§ PROBLEM STATEMENT
Reproduce the material below verbatim, keeping every line unchanged and in its original order.

[Start]

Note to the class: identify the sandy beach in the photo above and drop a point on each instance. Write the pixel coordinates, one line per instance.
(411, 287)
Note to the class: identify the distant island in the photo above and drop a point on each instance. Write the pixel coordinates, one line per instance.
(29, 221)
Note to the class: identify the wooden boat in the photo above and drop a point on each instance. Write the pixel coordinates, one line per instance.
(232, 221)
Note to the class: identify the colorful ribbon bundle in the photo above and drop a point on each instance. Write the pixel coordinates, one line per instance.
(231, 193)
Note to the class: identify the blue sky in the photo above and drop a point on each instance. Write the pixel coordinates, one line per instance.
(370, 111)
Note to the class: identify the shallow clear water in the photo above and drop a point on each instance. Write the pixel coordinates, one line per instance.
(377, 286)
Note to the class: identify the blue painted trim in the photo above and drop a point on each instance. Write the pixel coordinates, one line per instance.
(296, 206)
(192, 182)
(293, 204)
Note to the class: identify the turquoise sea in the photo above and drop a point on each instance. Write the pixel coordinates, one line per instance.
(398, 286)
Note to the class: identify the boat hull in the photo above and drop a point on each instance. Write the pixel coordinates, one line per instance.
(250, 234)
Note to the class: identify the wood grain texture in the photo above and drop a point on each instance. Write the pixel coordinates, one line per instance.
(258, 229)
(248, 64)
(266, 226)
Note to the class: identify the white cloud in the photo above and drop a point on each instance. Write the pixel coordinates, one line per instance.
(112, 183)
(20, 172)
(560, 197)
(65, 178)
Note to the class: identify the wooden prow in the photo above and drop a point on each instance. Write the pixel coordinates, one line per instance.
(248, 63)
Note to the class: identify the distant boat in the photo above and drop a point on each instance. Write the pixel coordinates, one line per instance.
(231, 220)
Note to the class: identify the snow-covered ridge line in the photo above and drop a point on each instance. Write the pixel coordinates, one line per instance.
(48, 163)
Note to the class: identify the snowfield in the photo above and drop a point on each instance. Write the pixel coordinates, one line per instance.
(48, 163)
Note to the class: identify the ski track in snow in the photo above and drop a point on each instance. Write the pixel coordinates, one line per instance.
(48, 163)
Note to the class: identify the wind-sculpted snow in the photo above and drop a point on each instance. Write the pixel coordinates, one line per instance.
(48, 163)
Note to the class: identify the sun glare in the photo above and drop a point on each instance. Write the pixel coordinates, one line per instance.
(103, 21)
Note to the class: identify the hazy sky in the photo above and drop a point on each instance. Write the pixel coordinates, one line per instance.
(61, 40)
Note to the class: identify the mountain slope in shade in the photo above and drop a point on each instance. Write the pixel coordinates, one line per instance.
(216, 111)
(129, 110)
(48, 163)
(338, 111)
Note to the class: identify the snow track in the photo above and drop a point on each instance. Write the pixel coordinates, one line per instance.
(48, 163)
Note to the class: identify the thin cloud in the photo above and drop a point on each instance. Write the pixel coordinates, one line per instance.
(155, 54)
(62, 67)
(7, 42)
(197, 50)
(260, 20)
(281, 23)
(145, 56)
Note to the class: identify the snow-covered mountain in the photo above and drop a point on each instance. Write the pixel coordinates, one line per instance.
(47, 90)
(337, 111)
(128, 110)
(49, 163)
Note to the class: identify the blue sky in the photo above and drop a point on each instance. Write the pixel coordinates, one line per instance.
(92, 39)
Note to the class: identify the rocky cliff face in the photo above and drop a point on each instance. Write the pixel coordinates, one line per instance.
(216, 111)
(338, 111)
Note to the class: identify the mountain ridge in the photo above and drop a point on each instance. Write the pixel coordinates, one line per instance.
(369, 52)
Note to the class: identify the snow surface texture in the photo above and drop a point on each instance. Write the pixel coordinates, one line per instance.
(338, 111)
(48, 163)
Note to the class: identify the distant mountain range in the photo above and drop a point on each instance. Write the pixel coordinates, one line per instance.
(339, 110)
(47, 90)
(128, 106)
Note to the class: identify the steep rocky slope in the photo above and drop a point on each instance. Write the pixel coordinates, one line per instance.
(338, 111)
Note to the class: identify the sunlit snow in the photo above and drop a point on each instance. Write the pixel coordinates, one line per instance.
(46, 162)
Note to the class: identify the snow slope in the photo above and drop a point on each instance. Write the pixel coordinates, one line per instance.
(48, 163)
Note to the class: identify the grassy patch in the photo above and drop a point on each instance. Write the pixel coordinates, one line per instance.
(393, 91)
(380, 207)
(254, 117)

[End]

§ FINISHED EXERCISE
Note to the class: identify the sandy beach in the photo above and drop a point on each instance. Write the pixel coordinates, one line per instance.
(411, 287)
Note to the class: identify the distant island in the photo above and drop a point on each instance. Write the pixel coordinates, one line per instance.
(29, 221)
Note to the class: identify the wooden boat in the photo above and drop a point on each instance. Write the pixel coordinates, one line per instance.
(232, 221)
Note to the class: identify the colorful ribbon bundle in the photo above and drop a point on each instance. Write the pixel coordinates, one line per instance.
(231, 193)
Note to the class: identify the blue sky in the photo above and drop a point on each instance. Write the pixel coordinates, one line per instance.
(370, 111)
Note to the class: identify the shallow clear water in the photo above and drop a point on each instance. Write the pixel coordinates, one line per instance.
(377, 286)
Note to the class: identify the blue painted trim in the photo above and drop a point on each instance. Write the pixel coordinates, one line per instance.
(296, 206)
(192, 182)
(293, 204)
Note to the class: identify the turquoise sea in the photo above and drop a point on each instance. Write the pixel coordinates, one line per instance.
(398, 286)
Note to the class: identify the boat hull in the photo above and drop a point on each instance. Write the pixel coordinates, one line per instance.
(250, 234)
Note to the class: identify the wood grain texture in the photo above and drop a point on each instance. Write the pixel coordinates, one line per instance.
(258, 229)
(248, 64)
(266, 226)
Note to the class: identify the white cloud in the photo above and drop a point on each instance. Write the pixel coordinates, one line per instance.
(112, 183)
(20, 172)
(560, 197)
(65, 178)
Note to the class: identify the wooden prow in the photo above and drop a point on each instance. Write the pixel coordinates, one line per instance.
(248, 63)
Note to the class: identify the distant boat in the photo above and drop a point on each instance. Write the pixel coordinates, one line per instance.
(231, 220)
Note to the class: identify the snow-covered ridge line in the photo above and drop a point on each instance. Write the pixel coordinates, one line per instance.
(48, 163)
Note to the class: identify the snowfield in the photo above and drop a point on each instance. Write the pixel coordinates, one line per instance.
(48, 163)
Note to the class: identify the ski track in snow in the photo above and drop a point on each instance. Write the pixel coordinates, one line per instance.
(48, 163)
Note to the class: identify the wind-sculpted snow in the photo above and drop a point on each instance. Write the pixel coordinates, one line per instance.
(48, 163)
Note to the class: identify the sun glare in the photo above and drop a point on each instance. Write the pixel coordinates, one line per instance.
(103, 21)
Note to the class: identify the hazy sky in the photo above and drop a point on each instance. Write the pixel coordinates, one line per instance.
(61, 40)
Note to the class: identify the mountain slope in shade in the photo above and drop a point on each instance. Write the pixel coordinates, one line per instance.
(216, 111)
(129, 110)
(48, 163)
(338, 111)
Note to the class: identify the snow track in the photo above and drop a point on each instance. Write the pixel coordinates, one line per instance.
(48, 163)
Note to the class: identify the thin cloud in the photo above and drop a point on each instance. Write the pixel coordinates, one line per instance.
(155, 54)
(62, 67)
(7, 42)
(197, 50)
(260, 20)
(281, 23)
(145, 56)
Note to the class: identify the snow-covered mountain in the photo above and drop a point on each instance. Write the pixel coordinates, one line per instance.
(47, 90)
(337, 111)
(128, 110)
(49, 163)
Note to the class: identify the blue sky in the photo above and drop a point on each instance. Write the pixel coordinates, one line per instance.
(92, 39)
Note to the class: identify the rocky cliff face in the photo above and drop a point on each instance. Write the pixel coordinates, one line per instance.
(216, 111)
(338, 111)
Note to the class: identify the mountain ridge in the photo above and drop a point on each instance. Write the pixel coordinates, one line per instance.
(369, 52)
Note to the class: identify the snow surface texture in the photo above and drop a point on each instance. Write the pixel coordinates, one line per instance.
(338, 111)
(48, 163)
Note to the class: identify the distant mountain range in the photo above and drop a point on each instance. Write the pixel coordinates, one line per instance.
(339, 110)
(47, 90)
(128, 106)
Note to the class: identify the steep rocky slope in the photo above and drop a point on each instance. Write the pixel coordinates, one line per instance.
(338, 111)
Note to the class: identify the sunlit snow in the photo above and drop a point on each instance. Write the pixel coordinates, one line per instance.
(46, 162)
Note to the class: identify the snow slope in the photo above and drop a point on each instance. Write the pixel coordinates, one line per instance.
(48, 163)
Note to the class: identify the grassy patch in the photo above and drop a point on each instance. Write the pixel coordinates, one line per instance.
(393, 91)
(380, 207)
(254, 117)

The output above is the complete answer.